6 Favorite Minimalism Blogs

Favorite Minimalism Blogs: Oli Kellett/Getty Images

One of the most important lessons I’ve learned over the last few years is to cut back. I don’t exactly consider myself a minimalist, but I try to prune the overgrown areas of my life to make more space for what’s important. I say “no” more often, try to make do with less, and devote more time to the things that I consider essential: family, relationships, nature, and quiet.

One area that can easily get out of control is my “digital life,” especially my time online. I read The New York Times almost obsessively, I’m on social media every day, and I love discovering interesting websites and blogs–but I remind myself to cut back on all that, too. So, it’s with a bit of irony that I share my favorite minimalism blogs because, in actuality, they wouldn’t want us to spend too much time online. In fact, some of the best websites devoted to minimalism have folded, or the owners have taken extended breaks, because they’re practicing what they preach.

Here are my favorite sites about minimalism. I’d love to hear your suggestions, too!

No Sidebar

A photo posted by No Sidebar (@nosidebar) on

No Sidebar is a website dedicated to helping people design a simple life. The founder, Brian Gardner, recently took a break from the site, but it’s still as rich as ever thanks to many guest contributors and an active Facebook community. Start with their 10 most popular posts and check out this excerpt from his favorite post, “Why the White Space in Our Life Matters”:

“The white space in our life is where the magic happens.

I encourage you today to find one — just one — area in your life that you can make a change. Take one small step towards the life you dream of having, and experience the joy I know you long for.”

★ ★ ★

◆ **List of tasks**
A - Who is named as the founder of No Sidebar in the minimalism blog post?
B - Present the records as a numbered list, from the line containing "Above is the input. The region detector finds where the harbor" through the end of the records, with blank lines omitted.

(Region annotation entries)
★ ★ ★

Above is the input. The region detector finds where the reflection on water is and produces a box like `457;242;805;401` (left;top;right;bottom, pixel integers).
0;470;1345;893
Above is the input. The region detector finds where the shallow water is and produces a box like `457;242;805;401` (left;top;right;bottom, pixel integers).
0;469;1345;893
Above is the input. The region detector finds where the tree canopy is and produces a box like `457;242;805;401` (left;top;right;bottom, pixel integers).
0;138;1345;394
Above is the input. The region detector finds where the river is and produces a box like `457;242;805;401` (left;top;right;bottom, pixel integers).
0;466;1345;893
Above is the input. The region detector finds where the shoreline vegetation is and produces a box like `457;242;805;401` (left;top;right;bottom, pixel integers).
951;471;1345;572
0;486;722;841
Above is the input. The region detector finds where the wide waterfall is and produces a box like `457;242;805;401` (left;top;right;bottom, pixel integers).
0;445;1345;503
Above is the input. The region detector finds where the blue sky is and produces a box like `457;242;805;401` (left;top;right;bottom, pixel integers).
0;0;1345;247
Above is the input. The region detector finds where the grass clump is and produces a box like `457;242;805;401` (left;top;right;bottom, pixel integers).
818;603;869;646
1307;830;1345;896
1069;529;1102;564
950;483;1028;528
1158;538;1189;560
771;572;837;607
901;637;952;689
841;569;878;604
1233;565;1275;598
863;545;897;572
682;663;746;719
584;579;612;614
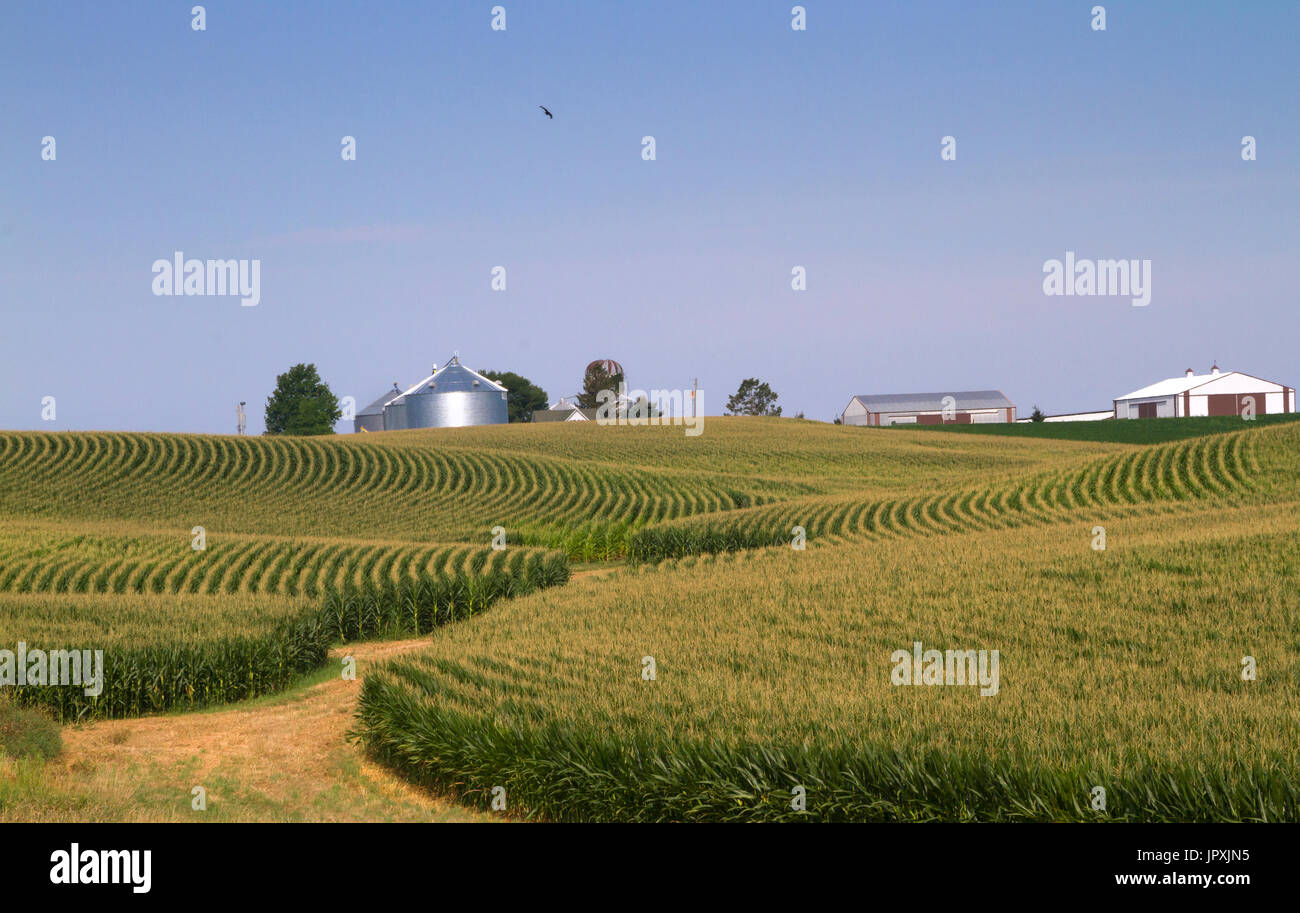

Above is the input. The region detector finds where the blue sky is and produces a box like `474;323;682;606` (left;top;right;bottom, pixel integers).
0;0;1300;433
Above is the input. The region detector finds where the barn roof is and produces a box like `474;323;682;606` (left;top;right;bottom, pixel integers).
356;384;402;415
1115;371;1238;399
854;390;1015;412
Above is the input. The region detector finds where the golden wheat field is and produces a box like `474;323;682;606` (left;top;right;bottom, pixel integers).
0;419;1300;821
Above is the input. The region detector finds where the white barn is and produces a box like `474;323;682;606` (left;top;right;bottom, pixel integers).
840;390;1015;425
1114;364;1296;419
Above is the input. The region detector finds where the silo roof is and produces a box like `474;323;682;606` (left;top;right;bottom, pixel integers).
397;362;507;402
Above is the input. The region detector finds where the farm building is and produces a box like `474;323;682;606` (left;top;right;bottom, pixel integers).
1114;364;1296;419
840;390;1015;425
533;397;595;421
354;356;510;432
352;381;402;433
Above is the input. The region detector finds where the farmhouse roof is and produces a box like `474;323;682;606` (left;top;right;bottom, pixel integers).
854;390;1015;412
1115;371;1240;399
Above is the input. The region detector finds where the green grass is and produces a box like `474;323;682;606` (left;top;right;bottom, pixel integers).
0;697;62;761
0;416;1300;821
358;505;1300;821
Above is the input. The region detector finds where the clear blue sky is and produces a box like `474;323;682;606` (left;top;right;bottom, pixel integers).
0;0;1300;432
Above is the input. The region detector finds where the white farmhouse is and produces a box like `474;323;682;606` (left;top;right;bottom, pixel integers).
1114;364;1296;419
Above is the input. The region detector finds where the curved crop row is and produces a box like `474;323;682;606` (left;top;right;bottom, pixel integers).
627;432;1256;562
0;536;569;596
0;432;780;541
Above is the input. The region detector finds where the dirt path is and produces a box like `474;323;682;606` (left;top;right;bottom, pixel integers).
0;639;490;821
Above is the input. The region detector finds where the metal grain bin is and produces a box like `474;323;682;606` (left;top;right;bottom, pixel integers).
384;358;510;430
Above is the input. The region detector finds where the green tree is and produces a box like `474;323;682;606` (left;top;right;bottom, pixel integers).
265;364;343;434
727;377;781;415
577;364;623;408
478;371;549;421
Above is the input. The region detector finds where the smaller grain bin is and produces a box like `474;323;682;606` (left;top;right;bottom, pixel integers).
352;381;402;434
384;356;510;430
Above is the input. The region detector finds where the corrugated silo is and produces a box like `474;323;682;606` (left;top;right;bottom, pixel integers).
384;358;510;430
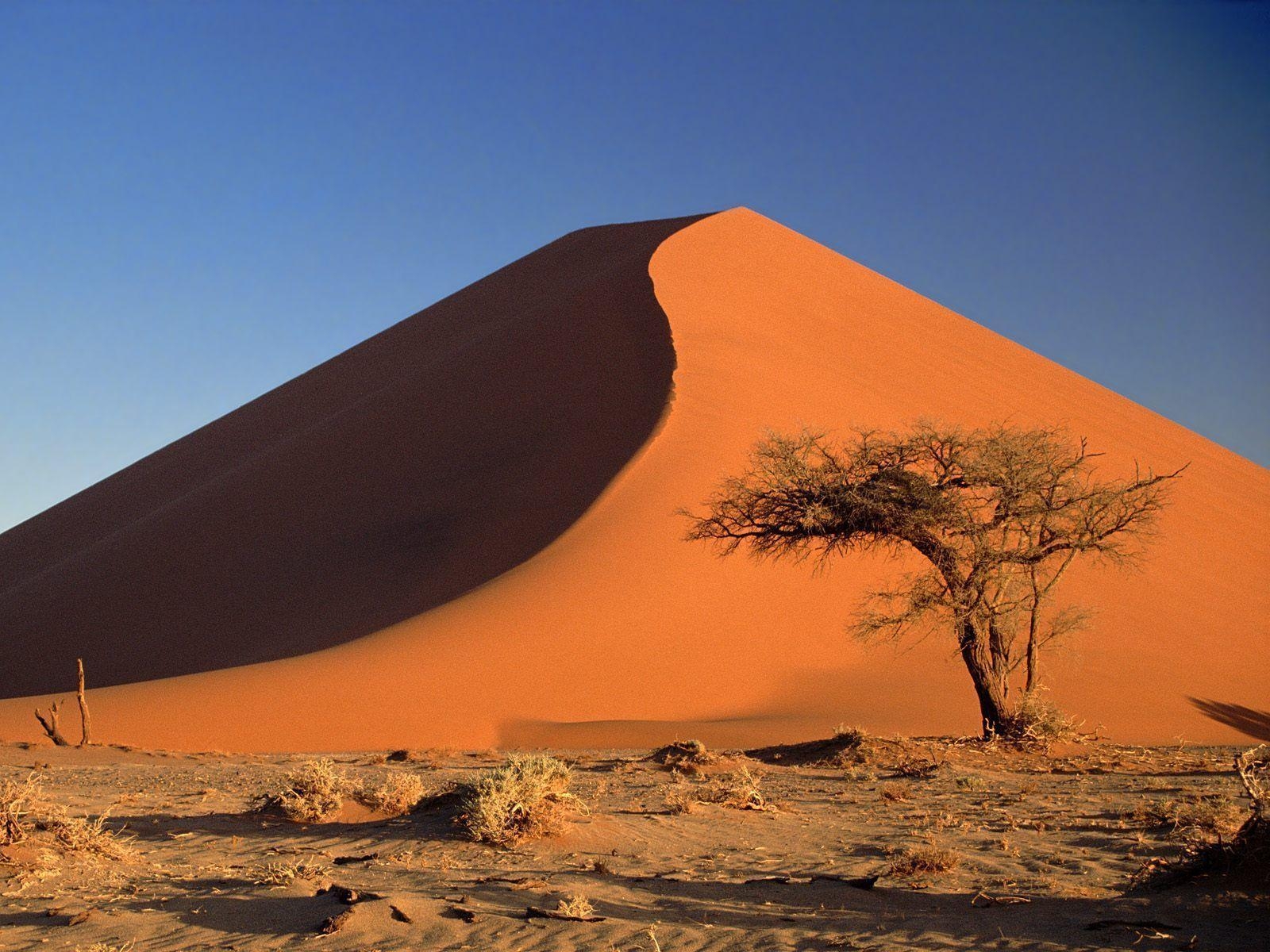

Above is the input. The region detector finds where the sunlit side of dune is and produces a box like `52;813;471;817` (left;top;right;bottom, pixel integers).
0;209;1270;750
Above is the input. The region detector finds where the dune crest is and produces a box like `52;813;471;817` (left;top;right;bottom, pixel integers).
0;209;1270;750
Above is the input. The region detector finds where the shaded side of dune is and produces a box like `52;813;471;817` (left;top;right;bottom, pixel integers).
0;212;696;697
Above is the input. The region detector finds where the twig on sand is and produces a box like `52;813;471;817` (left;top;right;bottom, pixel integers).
525;906;606;923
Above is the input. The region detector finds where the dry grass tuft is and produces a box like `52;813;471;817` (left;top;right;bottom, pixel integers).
999;689;1077;747
665;774;701;815
461;755;580;846
249;858;330;886
891;757;942;781
745;724;868;766
648;740;719;773
0;773;40;846
36;808;137;862
887;844;961;876
881;783;913;804
353;772;428;816
696;766;776;810
260;758;356;823
556;892;595;919
1126;793;1243;839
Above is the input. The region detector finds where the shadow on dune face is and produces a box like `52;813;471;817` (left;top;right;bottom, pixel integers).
1186;697;1270;741
0;212;695;697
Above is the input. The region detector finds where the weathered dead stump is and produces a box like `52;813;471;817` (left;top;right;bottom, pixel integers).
36;698;70;747
75;658;93;747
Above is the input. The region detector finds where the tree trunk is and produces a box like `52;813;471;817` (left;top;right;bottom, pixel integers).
959;620;1014;738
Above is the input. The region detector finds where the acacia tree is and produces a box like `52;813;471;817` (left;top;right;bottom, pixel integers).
687;420;1185;736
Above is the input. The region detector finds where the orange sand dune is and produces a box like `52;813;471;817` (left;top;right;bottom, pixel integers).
0;209;1270;750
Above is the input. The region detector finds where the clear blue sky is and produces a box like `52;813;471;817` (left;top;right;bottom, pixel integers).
0;0;1270;528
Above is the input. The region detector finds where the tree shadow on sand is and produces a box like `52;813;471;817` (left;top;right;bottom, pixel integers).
1186;697;1270;741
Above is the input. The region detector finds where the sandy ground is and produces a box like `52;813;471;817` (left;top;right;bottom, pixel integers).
0;740;1270;952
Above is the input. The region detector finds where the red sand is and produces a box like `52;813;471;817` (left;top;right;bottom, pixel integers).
0;209;1270;750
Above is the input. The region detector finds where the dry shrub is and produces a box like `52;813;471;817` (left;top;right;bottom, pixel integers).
891;757;942;781
665;772;700;815
648;740;719;773
1126;793;1243;838
1133;744;1270;890
887;844;961;876
881;783;913;804
461;755;580;846
260;758;356;823
556;892;595;919
36;808;137;861
0;773;40;846
745;724;868;766
260;758;427;823
696;766;776;810
997;689;1077;747
250;858;329;886
353;772;428;816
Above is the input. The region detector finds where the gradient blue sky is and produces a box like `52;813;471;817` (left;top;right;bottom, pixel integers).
0;0;1270;528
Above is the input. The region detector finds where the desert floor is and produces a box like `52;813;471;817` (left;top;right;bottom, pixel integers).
0;740;1270;952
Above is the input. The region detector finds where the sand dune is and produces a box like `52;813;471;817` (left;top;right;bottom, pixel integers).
0;209;1270;750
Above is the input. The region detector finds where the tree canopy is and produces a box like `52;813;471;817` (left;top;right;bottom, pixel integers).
688;420;1181;734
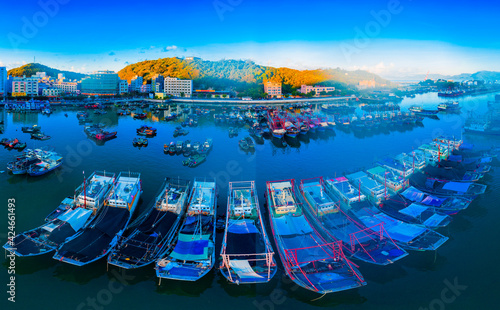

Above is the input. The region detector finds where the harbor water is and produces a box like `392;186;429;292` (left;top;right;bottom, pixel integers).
0;93;500;310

★ ★ ★

◆ **Full solutions**
A - Brian Gardner

B -
1. Above is the input. The region detector finds where the harbor water is and produces a box like `392;186;429;292` (left;top;right;bottom, pixel integers).
2. 0;93;500;310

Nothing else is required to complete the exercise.